● Dataset excerpt
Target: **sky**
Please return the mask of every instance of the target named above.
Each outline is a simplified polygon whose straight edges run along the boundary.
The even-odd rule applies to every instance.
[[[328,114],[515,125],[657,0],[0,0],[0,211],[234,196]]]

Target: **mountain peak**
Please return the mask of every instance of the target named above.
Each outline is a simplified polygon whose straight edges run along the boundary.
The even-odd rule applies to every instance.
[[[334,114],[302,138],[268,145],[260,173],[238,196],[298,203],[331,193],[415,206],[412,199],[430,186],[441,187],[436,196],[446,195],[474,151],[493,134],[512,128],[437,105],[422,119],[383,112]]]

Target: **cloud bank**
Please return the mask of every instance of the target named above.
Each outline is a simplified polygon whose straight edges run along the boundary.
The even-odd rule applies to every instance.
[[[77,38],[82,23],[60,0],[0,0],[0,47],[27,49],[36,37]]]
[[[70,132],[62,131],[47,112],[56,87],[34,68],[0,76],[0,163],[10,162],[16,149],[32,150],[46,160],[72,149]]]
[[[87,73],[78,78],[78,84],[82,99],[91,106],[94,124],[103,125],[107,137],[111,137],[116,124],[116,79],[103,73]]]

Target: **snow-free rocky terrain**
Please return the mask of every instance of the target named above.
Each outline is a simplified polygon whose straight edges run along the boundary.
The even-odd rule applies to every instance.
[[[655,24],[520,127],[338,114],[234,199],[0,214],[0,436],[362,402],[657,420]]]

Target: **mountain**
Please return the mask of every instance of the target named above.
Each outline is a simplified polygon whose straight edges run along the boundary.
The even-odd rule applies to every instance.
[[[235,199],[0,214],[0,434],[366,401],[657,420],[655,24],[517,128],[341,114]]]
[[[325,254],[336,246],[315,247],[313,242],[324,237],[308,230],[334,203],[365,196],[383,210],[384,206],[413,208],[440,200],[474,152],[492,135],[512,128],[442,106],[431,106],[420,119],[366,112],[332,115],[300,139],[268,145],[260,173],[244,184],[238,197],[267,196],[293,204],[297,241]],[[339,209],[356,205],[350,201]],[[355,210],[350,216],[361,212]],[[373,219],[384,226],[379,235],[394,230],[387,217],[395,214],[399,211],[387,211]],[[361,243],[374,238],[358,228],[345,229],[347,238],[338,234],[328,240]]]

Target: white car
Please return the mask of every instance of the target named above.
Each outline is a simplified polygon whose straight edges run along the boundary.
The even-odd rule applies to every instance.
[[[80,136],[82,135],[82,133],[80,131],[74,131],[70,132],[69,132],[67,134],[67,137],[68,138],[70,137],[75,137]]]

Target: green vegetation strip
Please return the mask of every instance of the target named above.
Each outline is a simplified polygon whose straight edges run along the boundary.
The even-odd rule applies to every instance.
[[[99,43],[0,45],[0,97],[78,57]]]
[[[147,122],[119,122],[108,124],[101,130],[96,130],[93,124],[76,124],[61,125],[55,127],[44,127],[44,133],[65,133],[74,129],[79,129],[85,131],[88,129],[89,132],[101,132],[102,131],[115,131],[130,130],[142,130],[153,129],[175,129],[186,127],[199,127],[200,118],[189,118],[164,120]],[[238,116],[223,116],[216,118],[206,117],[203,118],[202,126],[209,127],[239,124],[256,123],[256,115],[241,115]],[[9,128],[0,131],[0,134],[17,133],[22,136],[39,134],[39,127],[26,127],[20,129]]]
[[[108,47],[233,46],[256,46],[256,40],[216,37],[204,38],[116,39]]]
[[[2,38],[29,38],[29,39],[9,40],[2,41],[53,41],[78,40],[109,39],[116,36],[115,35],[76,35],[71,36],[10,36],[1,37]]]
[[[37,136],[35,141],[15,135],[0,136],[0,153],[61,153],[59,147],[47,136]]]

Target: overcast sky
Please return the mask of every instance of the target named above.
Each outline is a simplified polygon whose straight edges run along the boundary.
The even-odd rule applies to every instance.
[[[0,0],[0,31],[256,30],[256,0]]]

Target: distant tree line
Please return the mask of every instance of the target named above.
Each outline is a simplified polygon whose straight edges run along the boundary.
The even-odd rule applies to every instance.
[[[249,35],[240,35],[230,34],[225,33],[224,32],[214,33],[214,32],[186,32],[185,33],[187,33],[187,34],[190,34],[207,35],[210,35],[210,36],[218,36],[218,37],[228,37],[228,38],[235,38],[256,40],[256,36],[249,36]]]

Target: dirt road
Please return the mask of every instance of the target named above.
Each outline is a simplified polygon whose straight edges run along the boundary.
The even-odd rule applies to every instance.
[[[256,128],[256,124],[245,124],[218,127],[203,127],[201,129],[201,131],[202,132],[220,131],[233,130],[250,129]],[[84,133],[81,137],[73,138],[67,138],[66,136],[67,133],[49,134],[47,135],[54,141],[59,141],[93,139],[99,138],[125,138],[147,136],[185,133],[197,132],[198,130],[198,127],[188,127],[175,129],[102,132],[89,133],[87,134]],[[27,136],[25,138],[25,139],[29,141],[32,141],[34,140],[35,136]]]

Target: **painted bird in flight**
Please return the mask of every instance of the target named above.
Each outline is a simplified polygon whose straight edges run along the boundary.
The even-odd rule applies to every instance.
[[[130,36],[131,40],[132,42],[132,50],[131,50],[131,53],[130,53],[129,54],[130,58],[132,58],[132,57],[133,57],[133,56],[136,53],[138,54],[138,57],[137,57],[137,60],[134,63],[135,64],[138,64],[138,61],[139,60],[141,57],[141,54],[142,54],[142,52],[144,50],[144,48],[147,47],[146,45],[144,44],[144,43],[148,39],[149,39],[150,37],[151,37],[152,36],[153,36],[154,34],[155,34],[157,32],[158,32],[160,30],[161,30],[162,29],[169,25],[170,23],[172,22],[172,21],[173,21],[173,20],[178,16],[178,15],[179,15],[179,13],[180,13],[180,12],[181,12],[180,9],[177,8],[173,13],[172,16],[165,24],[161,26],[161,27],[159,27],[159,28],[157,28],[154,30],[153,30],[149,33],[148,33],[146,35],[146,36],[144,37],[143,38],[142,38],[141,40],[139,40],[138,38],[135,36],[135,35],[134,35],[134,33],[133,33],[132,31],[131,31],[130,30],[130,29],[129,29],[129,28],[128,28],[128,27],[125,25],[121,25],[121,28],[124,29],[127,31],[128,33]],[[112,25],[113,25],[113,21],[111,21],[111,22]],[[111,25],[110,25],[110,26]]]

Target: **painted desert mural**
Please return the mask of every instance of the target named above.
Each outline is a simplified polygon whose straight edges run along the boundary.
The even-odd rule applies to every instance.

● What the task asks
Rewrite all the records above, replacing "simplified polygon" with "rough polygon" and leaving everything else unchanged.

● Problem solution
Target: **sky**
Please return the mask of every instance of the target named above.
Each outline is a rough polygon whose straight edges run along the boundary.
The even-odd rule applies to every instance.
[[[328,114],[515,125],[657,0],[0,0],[0,211],[234,196]]]

Target: **mountain peak**
Please return the mask of every instance of the target named above.
Each outline is a rough polygon whose straight edges run along the boundary.
The even-odd rule applies to every instance.
[[[334,114],[302,138],[268,145],[260,173],[238,196],[298,203],[331,193],[415,206],[412,199],[430,186],[441,187],[436,196],[446,195],[474,151],[493,134],[512,128],[437,105],[422,119],[383,112]]]

Target: **cloud bank**
Please return the mask of every instance of the target named above.
Each outline is a rough polygon whose straight edges run along the boundary.
The even-odd rule applies to every instance.
[[[77,38],[82,23],[60,0],[0,0],[0,47],[27,49],[36,37]]]
[[[70,132],[62,131],[47,112],[56,87],[34,68],[0,76],[0,163],[10,162],[16,149],[32,150],[46,160],[72,149]]]
[[[87,73],[78,78],[78,84],[82,99],[91,106],[94,124],[103,125],[107,137],[111,137],[116,124],[116,79],[103,73]]]

Target: **snow-free rocky terrain**
Please return the mask of every instance of the target named above.
Each outline is a rough polygon whose straight edges run along the boundary.
The even-odd rule applies to every instance.
[[[655,24],[520,127],[338,114],[234,199],[0,214],[0,436],[362,402],[657,420]]]

Target: **mountain**
Please return the mask of every instance of the target named above.
Each outline is a rough polygon whose straight edges run along the boundary.
The even-odd rule applies to every instance.
[[[235,199],[0,214],[0,434],[366,401],[657,420],[655,24],[517,128],[341,114]]]
[[[325,254],[336,246],[315,247],[313,242],[324,237],[308,230],[334,203],[365,196],[383,210],[384,206],[413,208],[440,200],[474,152],[492,135],[512,128],[442,106],[431,106],[420,119],[366,112],[332,115],[300,139],[268,145],[260,173],[244,184],[238,197],[267,196],[293,204],[297,241]],[[339,209],[356,205],[350,201]],[[355,210],[350,216],[361,212]],[[373,219],[384,226],[379,235],[394,230],[387,217],[395,214],[399,211],[387,211]],[[361,243],[374,238],[358,228],[345,229],[347,238],[338,234],[328,240]]]

Target: white car
Please return the mask of every instance of the target named above.
Each outline is a rough polygon whose straight edges run along the boundary.
The even-odd rule applies to every instance.
[[[80,136],[82,135],[82,133],[80,131],[74,131],[70,132],[69,132],[67,134],[67,137],[68,138],[70,137],[75,137]]]

Target: green vegetation strip
Please return the mask of every instance of the target named above.
Each outline is a rough polygon whose straight edges run along the boundary.
The even-odd rule applies to every instance.
[[[99,43],[0,45],[0,97],[78,57]]]
[[[147,122],[119,122],[108,124],[101,130],[96,130],[93,124],[76,124],[61,125],[55,127],[44,127],[44,133],[65,133],[74,129],[79,129],[85,131],[88,129],[89,132],[101,132],[102,131],[115,131],[130,130],[142,130],[153,129],[175,129],[186,127],[199,127],[200,118],[189,118],[164,120]],[[238,116],[223,116],[216,118],[206,117],[203,118],[202,126],[209,127],[239,124],[256,123],[256,115],[241,115]],[[9,128],[0,131],[0,134],[17,133],[22,136],[39,134],[39,127],[26,127],[20,129]]]
[[[108,47],[233,46],[256,46],[256,40],[216,37],[204,38],[116,39]]]
[[[2,38],[29,38],[29,39],[9,40],[2,41],[53,41],[78,40],[109,39],[116,36],[115,35],[76,35],[71,36],[10,36],[1,37]]]
[[[37,136],[35,141],[15,135],[0,136],[0,153],[61,153],[59,147],[47,136]]]

Target: overcast sky
Please return the mask of every instance of the target named above.
Each outline is a rough polygon whose straight edges run along the boundary.
The even-odd rule applies to every instance.
[[[0,0],[0,31],[256,30],[256,0]]]

Target: distant tree line
Please return the mask of every instance of the target named above.
Each outline is a rough polygon whose straight edges run along the boundary.
The even-odd rule applies to every instance.
[[[249,35],[240,35],[230,34],[225,33],[224,32],[214,33],[214,32],[186,32],[185,33],[187,33],[187,34],[190,34],[207,35],[210,35],[210,36],[218,36],[218,37],[228,37],[228,38],[235,38],[256,40],[256,36],[249,36]]]

Target: dirt road
Please return the mask of every instance of the target named above.
Each outline is a rough polygon whose straight edges run along the boundary.
The even-odd rule applies to every instance.
[[[256,128],[256,124],[245,124],[218,127],[203,127],[201,129],[201,131],[202,132],[220,131],[233,130],[250,129]],[[84,133],[81,137],[73,138],[67,138],[66,136],[67,133],[49,134],[47,135],[54,141],[59,141],[93,139],[99,138],[125,138],[147,136],[185,133],[197,132],[198,130],[198,127],[188,127],[175,129],[102,132],[89,133],[87,134]],[[27,136],[25,138],[25,139],[29,141],[32,141],[34,140],[35,136]]]

Target: **painted bird in flight**
Please return the mask of every instance of the target named above.
Each outline is a rough polygon whose straight edges run along the boundary.
The even-odd rule applies to every instance.
[[[130,36],[131,40],[132,42],[132,50],[131,50],[131,53],[130,53],[129,54],[130,58],[132,58],[132,57],[133,57],[133,56],[136,53],[138,54],[138,57],[137,57],[137,60],[134,63],[135,64],[138,64],[138,61],[139,60],[141,57],[141,54],[142,54],[142,52],[144,50],[144,48],[147,47],[146,45],[144,44],[144,43],[148,39],[149,39],[150,37],[151,37],[152,36],[153,36],[154,34],[155,34],[157,32],[158,32],[160,30],[161,30],[162,29],[169,25],[170,23],[172,22],[172,21],[173,21],[173,20],[178,16],[178,15],[179,15],[179,13],[180,13],[180,12],[181,12],[180,9],[177,8],[173,13],[172,16],[165,24],[161,26],[161,27],[159,27],[159,28],[157,28],[154,30],[153,30],[149,33],[148,33],[146,35],[146,36],[144,37],[143,38],[142,38],[141,40],[139,40],[138,38],[135,36],[135,35],[134,35],[134,33],[133,33],[132,31],[131,31],[130,30],[130,29],[129,29],[129,28],[128,28],[128,27],[125,25],[121,25],[121,28],[124,29],[127,31],[128,33]],[[112,25],[113,25],[113,21],[111,21],[111,22]],[[111,25],[110,25],[110,26]]]

Target: **painted desert mural**
Please return the mask of every instance of the target named above.
Each outline is a rough polygon whose straight edges run along the boundary.
The even-odd rule applies to every instance.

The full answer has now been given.